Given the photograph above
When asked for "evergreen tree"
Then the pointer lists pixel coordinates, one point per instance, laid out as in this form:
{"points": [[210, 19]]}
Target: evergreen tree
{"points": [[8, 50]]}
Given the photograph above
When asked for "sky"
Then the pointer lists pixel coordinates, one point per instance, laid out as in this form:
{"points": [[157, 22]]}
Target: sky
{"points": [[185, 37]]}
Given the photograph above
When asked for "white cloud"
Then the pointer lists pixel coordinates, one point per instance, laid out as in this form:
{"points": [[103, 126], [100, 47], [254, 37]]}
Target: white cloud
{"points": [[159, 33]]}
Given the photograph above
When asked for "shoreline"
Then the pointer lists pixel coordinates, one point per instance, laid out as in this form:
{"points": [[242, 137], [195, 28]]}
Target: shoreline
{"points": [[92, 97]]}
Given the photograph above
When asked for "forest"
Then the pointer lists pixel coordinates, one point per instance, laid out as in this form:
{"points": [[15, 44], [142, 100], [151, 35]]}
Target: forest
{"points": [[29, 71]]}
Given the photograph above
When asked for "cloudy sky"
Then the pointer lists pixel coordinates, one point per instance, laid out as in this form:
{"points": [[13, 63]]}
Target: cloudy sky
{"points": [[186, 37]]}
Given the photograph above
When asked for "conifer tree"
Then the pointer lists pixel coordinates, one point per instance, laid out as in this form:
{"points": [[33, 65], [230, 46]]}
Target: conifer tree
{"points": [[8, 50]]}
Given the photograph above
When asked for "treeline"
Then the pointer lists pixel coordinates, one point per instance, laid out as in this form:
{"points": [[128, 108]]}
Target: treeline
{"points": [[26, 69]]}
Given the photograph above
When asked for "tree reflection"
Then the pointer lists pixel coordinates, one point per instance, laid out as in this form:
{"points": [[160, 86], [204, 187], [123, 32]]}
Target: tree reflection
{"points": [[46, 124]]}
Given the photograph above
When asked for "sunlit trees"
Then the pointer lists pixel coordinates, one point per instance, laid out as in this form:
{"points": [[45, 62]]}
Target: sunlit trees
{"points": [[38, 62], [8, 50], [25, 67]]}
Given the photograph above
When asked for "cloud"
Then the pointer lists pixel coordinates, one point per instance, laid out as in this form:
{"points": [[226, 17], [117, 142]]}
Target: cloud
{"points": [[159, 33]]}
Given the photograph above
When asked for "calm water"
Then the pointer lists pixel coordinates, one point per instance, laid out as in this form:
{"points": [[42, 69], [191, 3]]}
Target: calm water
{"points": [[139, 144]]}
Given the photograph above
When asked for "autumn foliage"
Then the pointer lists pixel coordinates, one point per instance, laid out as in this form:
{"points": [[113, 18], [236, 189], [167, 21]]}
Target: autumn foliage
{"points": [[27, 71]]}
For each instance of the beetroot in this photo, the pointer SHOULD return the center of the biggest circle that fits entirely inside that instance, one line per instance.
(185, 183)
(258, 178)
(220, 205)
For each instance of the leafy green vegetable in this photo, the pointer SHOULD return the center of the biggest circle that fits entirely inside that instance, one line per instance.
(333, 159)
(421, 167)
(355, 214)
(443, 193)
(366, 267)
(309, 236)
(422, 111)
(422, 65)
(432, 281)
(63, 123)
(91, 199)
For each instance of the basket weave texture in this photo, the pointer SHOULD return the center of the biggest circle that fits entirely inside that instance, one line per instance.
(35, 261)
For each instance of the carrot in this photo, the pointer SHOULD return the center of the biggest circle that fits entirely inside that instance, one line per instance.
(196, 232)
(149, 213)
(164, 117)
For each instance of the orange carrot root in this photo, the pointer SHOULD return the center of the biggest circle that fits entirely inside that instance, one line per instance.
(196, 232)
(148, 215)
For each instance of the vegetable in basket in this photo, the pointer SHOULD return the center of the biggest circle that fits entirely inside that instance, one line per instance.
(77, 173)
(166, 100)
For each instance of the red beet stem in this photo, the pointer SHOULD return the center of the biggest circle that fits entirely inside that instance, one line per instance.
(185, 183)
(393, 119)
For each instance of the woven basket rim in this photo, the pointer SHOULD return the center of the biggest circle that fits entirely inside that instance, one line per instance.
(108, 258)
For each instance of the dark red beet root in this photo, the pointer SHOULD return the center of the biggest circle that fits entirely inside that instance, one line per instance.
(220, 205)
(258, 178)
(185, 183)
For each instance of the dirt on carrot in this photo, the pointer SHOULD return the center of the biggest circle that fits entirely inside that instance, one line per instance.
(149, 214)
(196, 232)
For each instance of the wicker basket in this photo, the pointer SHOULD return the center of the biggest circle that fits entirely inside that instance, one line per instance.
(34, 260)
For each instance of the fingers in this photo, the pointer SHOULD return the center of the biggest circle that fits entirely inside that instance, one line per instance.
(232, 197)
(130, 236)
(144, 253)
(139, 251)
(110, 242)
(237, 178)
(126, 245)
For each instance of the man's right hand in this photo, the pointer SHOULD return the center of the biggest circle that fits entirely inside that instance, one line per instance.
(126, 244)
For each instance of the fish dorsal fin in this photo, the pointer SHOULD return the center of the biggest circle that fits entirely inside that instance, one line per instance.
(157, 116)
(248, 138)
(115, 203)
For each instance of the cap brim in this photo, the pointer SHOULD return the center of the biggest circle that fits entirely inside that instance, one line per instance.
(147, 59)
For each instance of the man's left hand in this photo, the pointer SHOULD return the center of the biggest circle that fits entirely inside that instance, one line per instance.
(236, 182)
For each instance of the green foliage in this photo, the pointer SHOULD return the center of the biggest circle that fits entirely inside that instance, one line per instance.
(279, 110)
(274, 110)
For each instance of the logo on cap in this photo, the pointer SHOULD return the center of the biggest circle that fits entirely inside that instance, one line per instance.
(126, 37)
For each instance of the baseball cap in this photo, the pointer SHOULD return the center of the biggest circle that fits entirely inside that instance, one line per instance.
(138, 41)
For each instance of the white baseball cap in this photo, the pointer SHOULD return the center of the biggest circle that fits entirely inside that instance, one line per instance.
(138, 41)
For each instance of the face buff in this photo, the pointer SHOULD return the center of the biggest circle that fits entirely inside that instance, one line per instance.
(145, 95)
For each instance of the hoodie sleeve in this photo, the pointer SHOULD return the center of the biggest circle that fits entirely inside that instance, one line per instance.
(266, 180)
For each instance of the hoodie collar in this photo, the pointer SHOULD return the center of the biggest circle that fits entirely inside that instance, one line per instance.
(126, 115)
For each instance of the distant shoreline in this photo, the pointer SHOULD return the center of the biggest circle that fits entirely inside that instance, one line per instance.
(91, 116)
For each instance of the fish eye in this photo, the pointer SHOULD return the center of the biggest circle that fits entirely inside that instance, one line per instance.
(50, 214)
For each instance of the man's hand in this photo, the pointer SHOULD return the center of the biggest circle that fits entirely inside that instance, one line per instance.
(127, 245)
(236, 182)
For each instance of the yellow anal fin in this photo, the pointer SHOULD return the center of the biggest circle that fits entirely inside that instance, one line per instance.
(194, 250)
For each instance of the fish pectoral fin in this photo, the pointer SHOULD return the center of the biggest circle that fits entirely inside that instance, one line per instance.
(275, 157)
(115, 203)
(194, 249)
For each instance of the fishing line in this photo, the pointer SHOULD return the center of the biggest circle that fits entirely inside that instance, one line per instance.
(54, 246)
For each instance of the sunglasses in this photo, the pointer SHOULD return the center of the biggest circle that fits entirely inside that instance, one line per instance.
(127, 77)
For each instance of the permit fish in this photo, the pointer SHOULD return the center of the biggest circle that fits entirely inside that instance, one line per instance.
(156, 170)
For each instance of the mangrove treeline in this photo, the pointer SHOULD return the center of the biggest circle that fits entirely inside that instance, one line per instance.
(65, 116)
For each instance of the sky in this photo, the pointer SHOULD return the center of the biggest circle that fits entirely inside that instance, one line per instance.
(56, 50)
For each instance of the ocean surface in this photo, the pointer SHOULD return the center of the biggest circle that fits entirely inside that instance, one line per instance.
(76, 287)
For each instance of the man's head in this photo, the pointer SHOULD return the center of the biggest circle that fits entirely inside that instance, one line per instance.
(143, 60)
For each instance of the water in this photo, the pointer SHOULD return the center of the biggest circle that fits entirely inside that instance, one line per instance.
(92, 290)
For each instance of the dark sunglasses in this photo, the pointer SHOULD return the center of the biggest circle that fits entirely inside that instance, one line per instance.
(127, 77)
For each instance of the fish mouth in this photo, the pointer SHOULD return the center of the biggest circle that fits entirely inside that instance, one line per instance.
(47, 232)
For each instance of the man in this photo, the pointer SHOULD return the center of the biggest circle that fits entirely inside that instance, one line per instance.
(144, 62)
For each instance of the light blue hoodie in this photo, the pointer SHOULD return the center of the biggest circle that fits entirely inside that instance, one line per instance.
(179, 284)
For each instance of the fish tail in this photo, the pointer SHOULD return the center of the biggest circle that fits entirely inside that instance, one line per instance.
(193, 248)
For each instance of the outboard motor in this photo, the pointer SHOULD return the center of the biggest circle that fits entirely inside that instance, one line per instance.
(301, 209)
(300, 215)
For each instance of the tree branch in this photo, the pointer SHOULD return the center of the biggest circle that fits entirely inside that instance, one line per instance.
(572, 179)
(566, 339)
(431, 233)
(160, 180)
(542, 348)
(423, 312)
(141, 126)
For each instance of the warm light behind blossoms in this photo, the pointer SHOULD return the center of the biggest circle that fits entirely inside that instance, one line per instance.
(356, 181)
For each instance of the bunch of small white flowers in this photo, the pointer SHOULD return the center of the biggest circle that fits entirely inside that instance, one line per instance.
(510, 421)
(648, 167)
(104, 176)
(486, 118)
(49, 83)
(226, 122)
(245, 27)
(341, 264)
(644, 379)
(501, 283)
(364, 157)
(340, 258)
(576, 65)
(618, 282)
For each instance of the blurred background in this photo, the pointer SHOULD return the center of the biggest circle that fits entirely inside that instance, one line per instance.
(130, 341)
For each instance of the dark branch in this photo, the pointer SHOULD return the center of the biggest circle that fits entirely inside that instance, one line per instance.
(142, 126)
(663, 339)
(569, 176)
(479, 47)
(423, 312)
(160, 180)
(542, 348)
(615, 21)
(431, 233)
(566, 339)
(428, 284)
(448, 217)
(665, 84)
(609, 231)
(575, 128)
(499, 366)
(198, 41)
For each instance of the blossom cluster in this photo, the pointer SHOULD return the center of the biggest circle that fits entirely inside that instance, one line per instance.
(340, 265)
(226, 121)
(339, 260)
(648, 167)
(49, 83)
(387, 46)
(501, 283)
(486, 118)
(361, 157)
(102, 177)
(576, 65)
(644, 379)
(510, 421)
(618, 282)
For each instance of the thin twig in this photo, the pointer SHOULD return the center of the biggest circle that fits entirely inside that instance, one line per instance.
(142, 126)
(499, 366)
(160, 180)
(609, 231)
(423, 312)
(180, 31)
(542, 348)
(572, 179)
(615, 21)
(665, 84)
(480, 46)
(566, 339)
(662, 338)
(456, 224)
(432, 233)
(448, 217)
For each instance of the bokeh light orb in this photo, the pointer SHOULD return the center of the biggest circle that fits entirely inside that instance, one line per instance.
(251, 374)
= = = = =
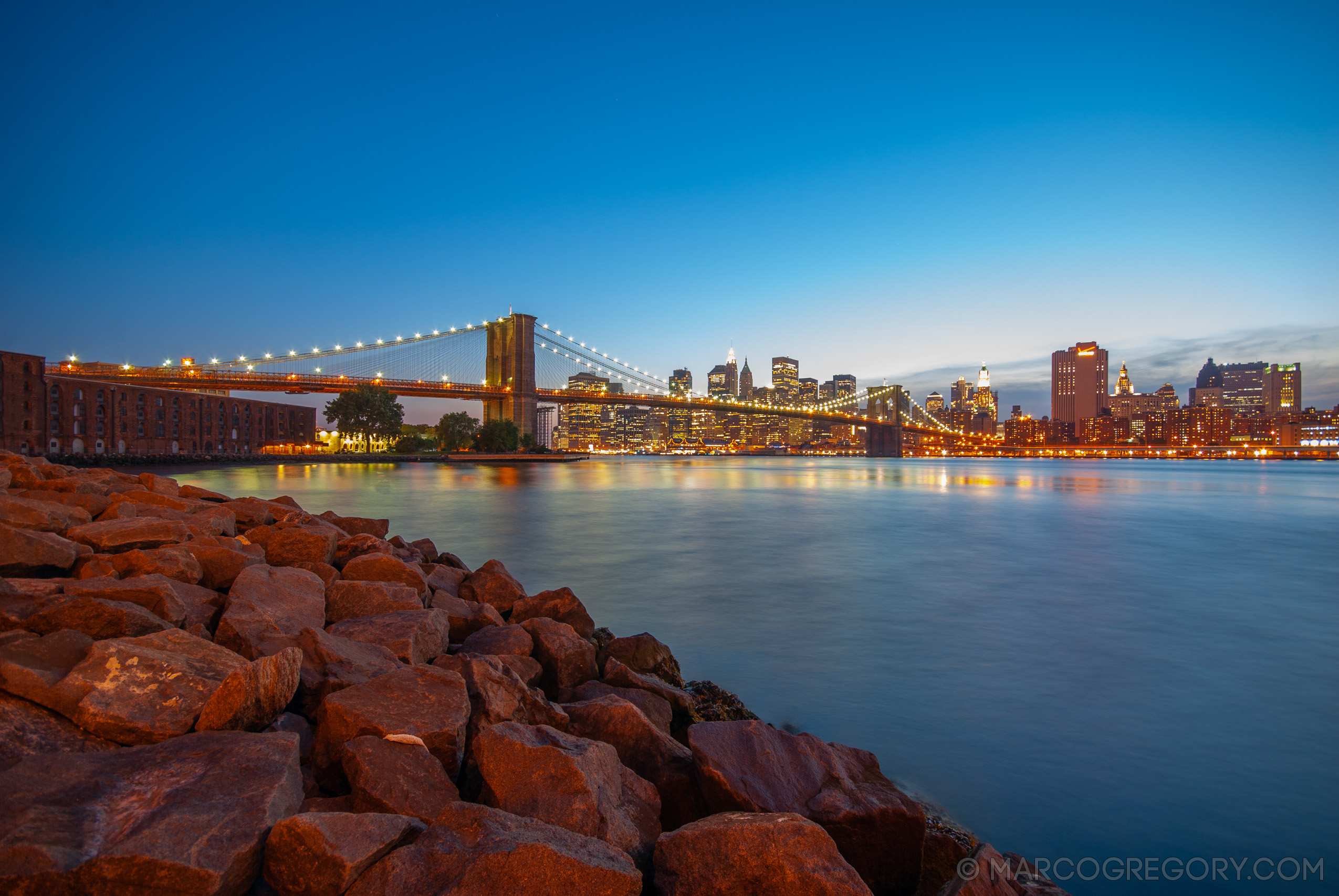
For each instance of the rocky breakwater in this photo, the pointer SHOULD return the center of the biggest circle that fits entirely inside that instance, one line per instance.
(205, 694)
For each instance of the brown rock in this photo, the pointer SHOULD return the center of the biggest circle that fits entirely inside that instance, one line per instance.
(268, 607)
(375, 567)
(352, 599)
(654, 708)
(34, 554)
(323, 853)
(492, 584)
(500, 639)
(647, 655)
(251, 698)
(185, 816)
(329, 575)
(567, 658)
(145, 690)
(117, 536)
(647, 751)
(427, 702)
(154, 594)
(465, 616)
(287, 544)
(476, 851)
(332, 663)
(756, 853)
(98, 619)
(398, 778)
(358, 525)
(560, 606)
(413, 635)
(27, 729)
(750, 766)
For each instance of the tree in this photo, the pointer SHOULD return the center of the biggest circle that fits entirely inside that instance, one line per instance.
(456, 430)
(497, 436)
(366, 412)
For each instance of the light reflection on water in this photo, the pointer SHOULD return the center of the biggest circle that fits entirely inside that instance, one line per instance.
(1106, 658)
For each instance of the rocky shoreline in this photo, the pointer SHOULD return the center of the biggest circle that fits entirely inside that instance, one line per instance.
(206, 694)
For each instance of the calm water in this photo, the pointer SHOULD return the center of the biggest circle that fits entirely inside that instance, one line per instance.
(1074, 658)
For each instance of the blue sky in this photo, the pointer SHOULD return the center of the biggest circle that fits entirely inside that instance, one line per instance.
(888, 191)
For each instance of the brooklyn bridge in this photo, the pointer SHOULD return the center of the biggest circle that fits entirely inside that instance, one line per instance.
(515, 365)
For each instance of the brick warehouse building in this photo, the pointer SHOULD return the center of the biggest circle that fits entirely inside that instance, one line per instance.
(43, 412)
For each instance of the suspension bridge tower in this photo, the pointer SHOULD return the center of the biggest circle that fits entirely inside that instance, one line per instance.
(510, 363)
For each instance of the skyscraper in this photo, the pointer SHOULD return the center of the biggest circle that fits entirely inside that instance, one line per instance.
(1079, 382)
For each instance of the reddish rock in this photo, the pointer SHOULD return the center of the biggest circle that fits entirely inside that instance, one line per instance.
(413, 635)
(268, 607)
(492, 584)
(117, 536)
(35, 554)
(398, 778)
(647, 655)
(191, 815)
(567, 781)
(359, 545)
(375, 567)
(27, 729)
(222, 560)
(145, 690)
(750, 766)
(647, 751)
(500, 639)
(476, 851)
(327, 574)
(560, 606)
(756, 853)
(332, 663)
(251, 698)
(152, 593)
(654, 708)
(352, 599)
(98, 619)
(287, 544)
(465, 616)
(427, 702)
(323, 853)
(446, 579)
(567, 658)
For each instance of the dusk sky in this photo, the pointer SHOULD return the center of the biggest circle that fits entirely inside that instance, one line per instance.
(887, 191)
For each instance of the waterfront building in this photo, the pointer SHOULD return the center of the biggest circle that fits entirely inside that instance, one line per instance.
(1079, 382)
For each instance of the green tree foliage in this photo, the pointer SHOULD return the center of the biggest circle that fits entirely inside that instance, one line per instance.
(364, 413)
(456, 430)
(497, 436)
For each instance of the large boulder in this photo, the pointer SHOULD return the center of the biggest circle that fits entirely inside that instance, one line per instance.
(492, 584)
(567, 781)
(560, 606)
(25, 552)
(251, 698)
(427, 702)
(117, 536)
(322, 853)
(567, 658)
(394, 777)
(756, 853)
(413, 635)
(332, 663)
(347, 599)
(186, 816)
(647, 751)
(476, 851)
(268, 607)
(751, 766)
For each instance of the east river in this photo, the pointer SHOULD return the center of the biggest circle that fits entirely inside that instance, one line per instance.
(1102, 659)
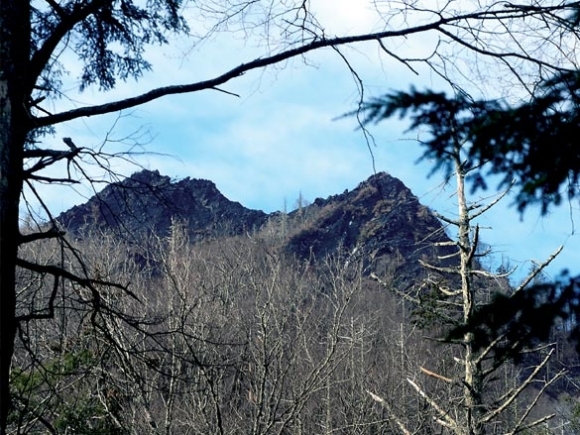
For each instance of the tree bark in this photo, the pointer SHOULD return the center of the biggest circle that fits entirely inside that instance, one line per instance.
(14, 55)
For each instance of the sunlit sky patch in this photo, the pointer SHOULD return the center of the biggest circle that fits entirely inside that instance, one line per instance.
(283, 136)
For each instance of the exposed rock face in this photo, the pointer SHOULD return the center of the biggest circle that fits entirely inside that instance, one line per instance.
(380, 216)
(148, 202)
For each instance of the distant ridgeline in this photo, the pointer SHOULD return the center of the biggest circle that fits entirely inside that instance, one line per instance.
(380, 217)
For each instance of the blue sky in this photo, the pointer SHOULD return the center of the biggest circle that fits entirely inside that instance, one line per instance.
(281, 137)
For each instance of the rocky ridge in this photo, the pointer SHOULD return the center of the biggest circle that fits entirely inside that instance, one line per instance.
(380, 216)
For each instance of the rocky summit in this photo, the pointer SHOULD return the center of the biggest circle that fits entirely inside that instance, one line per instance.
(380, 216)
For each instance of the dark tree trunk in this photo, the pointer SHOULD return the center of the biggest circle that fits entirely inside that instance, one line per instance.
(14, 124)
= = = = =
What is being asked
Pick out and copy every line in the records above that contains the word "hand", treating uppercase and lowercase as different.

Complete response
For each instance of the man's right hand in this photo, the pointer SHOULD return the center of the biggest circle that fits entirely inside that instance, one line per instance.
For each instance of the man's left hand in this photo, the pointer SHOULD return the center of the biggest circle that fits entirely inside that instance, one line per instance.
For each instance of the man's hand in this photo, the pointer SHOULD return the center of the biggest circle that fits entirely inside that instance, one line per instance.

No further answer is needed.